Yazılı Görevler:
1. Aşağıdaki tazminat kararında geçen bütün TL tutarlarını, metindeki sıralarına göre listeleyin.
2. Aşağıdaki tazminat kararını, son cümlesinden sonrasını yazarak sürdürün.

Okuma Metni:
>>>

17. Hukuk Dairesi 2016/7084 E. , 2016/6564 K.
"İçtihat Metni"MAHKEMESİ : Asliye Hukuk Mahkemesi
Taraflar arasındaki tazminat davasının yapılan yargılaması sonunda verilen hüküm davacı vekili ve davalı ... vekili ile davalı ... Turizm Otelcilik San.Tic.A.Ş (...) vekilince temyiz edilmiş, davalı ... Turizm Otelcilik San.Tic.A.Ş (...) vekilince de duruşma talep edilmiş olmakla duruşma için tayin edilen 26.01.2016 Salı günü davalı ... Turizm Otelcilik San.Tic.A.Ş (...) vekili Av...., davacı ... ve vekili Av. ... ve davalı ... ile ... vekili Av. ... geldiler. Diğer davalılar ... ve ... tarafından gelen olmadı. Temyiz dilekçesinin süresi içinde verildiği anlaşıldıktan ve hazır bulunan taraf vekilleri dinlendikten sonra vaktin darlığından dolayı işin incelenerek karara bağlanması başka güne bırakılmış olup dosya incelendi, gereği düşünüldü.
-K A R A R-
Davacı vekili, davalı ... Tekstil San.Tic.AŞ"nin maliki olduğu aracın, şirket yöneticisi davalı ..."ın zilyetliğinde iken davalı ... Turizm Otelcilik San.Tic.AŞ"ye ait otele getirildiğini, otelin otopark vale hizmetini yapan davalı ..."e anahtarının verildiğini, davalı ..."in aracı otoparka bırakması için davalı ..."e aracın anahtarını verdiğini, davalı ..."in aracı kullanırken, motosikleti ile seyir halindeki davacıya çarparak ağır şekilde yaralanmasına ve malul kalmasına neden olduğunu belirterek ıslahla birlikte 790.233,00 TL daimi işgöremezlik tazminatı, 462.266,00 TL bakıcı gideri olmak üzere toplam 1.252.500 TL"nin davalılardan müteselsilen tahsiline karar verilmesini talep etmiştir.
Davalılar, davanın reddini savunmuştur.
Mahkemece, toplanan deliller ve benimsenen bilirkişi raporuna göre; davalılar ... ve ... Tekstil San. Tic AŞ hakkındaki davanın reddine, davalılar ..., ... ve ... Turizm. Otelcilik San. Ve Tic. A.Ş. hakkındaki davanın kısmen kabulü ile 534.665,89 TL kalıcı sakatlık, 346.700,13 TL bakıcı gideri tazminatının ve takdiren 100.000,00 TL manevi tazminatın dava tarihinden itibaren yasal faizi ile birlikte davalılar ..., ... ve ... Turizm. Otelcilik San. Tic. A.Ş"den alınıp, davacıya verilmesine, fazlaya ilişkin talebin reddine, kalıcı sakatlık ve bakıcı gideri dışındaki tazminat kalemleri hakkındaki dava atiye terk edildiğinden bu talepler hakkında herhangi bir karar verilmesine yer olmadığına, karar verilmiş; hüküm, davacı vekili, davalı ... vekili ve davalı ... Turizm Otelcilik San.Tic.AŞ vekili tarafından temyiz edilmiştir.

<<<

Sağlanan Kayıtlar:
>>>

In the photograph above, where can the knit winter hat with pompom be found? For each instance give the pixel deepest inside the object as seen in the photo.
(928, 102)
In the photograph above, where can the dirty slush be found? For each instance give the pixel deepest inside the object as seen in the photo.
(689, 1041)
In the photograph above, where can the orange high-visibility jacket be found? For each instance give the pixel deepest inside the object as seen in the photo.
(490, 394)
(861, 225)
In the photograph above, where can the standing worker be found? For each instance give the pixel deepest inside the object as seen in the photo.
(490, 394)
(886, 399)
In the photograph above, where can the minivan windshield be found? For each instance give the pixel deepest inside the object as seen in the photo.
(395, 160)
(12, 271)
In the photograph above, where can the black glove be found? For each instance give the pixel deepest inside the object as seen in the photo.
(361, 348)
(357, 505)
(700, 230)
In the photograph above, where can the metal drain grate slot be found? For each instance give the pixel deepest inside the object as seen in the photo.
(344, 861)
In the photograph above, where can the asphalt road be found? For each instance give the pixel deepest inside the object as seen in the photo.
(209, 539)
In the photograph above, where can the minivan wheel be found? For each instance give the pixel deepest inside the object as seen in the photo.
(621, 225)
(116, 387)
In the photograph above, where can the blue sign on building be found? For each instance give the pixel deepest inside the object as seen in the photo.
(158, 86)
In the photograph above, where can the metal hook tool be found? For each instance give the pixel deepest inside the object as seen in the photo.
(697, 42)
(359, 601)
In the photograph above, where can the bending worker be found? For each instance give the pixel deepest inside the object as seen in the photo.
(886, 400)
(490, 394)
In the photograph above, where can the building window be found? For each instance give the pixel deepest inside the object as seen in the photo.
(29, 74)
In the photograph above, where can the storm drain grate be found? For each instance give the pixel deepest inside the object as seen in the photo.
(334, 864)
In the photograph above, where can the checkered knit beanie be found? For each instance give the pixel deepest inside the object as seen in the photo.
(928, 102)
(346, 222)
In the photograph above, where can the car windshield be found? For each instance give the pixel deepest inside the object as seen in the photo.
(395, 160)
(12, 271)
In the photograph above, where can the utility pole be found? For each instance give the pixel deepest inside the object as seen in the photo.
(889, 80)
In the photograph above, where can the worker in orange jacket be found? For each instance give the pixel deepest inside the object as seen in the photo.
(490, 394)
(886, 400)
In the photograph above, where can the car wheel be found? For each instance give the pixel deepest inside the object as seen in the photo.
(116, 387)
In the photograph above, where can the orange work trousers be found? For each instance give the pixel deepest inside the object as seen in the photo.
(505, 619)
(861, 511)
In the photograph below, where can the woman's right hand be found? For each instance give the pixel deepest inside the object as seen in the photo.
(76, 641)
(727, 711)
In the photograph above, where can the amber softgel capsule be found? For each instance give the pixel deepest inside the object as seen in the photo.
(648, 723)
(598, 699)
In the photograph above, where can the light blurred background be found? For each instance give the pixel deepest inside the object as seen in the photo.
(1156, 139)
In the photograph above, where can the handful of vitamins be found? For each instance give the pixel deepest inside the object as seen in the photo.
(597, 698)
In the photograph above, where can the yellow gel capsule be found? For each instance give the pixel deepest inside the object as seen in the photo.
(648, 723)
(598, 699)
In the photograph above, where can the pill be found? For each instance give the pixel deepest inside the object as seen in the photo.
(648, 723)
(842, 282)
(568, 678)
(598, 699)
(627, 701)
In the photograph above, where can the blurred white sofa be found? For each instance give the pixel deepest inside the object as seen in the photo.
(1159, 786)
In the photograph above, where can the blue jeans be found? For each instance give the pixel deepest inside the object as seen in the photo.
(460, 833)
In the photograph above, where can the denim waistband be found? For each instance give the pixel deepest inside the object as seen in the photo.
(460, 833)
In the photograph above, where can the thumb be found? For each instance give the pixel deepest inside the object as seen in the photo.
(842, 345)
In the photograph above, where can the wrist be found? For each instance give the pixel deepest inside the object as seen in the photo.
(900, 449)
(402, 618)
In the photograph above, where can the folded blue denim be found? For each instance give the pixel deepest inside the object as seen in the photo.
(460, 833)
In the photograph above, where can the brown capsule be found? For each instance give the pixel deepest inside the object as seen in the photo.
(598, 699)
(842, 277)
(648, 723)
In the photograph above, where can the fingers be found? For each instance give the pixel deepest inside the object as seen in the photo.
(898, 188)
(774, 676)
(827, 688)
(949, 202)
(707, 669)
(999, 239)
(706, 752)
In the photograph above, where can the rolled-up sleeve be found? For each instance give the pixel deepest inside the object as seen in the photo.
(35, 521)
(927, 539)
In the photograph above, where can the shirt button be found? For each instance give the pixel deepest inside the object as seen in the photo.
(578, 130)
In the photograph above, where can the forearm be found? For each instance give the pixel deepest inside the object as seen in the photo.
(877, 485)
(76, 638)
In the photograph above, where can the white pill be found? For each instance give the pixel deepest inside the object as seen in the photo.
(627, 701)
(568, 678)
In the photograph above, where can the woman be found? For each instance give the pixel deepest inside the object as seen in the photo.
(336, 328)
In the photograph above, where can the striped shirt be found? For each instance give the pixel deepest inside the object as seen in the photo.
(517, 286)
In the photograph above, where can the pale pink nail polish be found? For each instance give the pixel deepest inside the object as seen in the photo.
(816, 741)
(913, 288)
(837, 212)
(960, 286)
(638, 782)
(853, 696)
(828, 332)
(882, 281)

<<<

Verilen Yanıtlar:
1.
790.233,00 TL
462.266,00 TL
1.252.500 TL
534.665,89 TL
346.700,13 TL
100.000,00 TL

2.
1-Dosya içerisindeki bilgi ve belgelere, mahkeme kararının gerekçesinde dayanılan delillerin tartışılıp, değerlendirilmesinde usul ve yasaya aykırı bir yön bulunmamasına göre, davacı vekili, davalı ... vekili ve davalı ... Turizm Otelcilik San.Tic.AŞ vekilinin aşağıdaki bentlerin kapsamı dışında kalan ve yerinde görülmeyen sair temyiz itirazlarının reddine karar vermek gerekmiştir.
2-Dava, trafik kazasından kaynaklanan cismani zarar nedeniyle maddi ve manevi tazminat istemine ilişkindir.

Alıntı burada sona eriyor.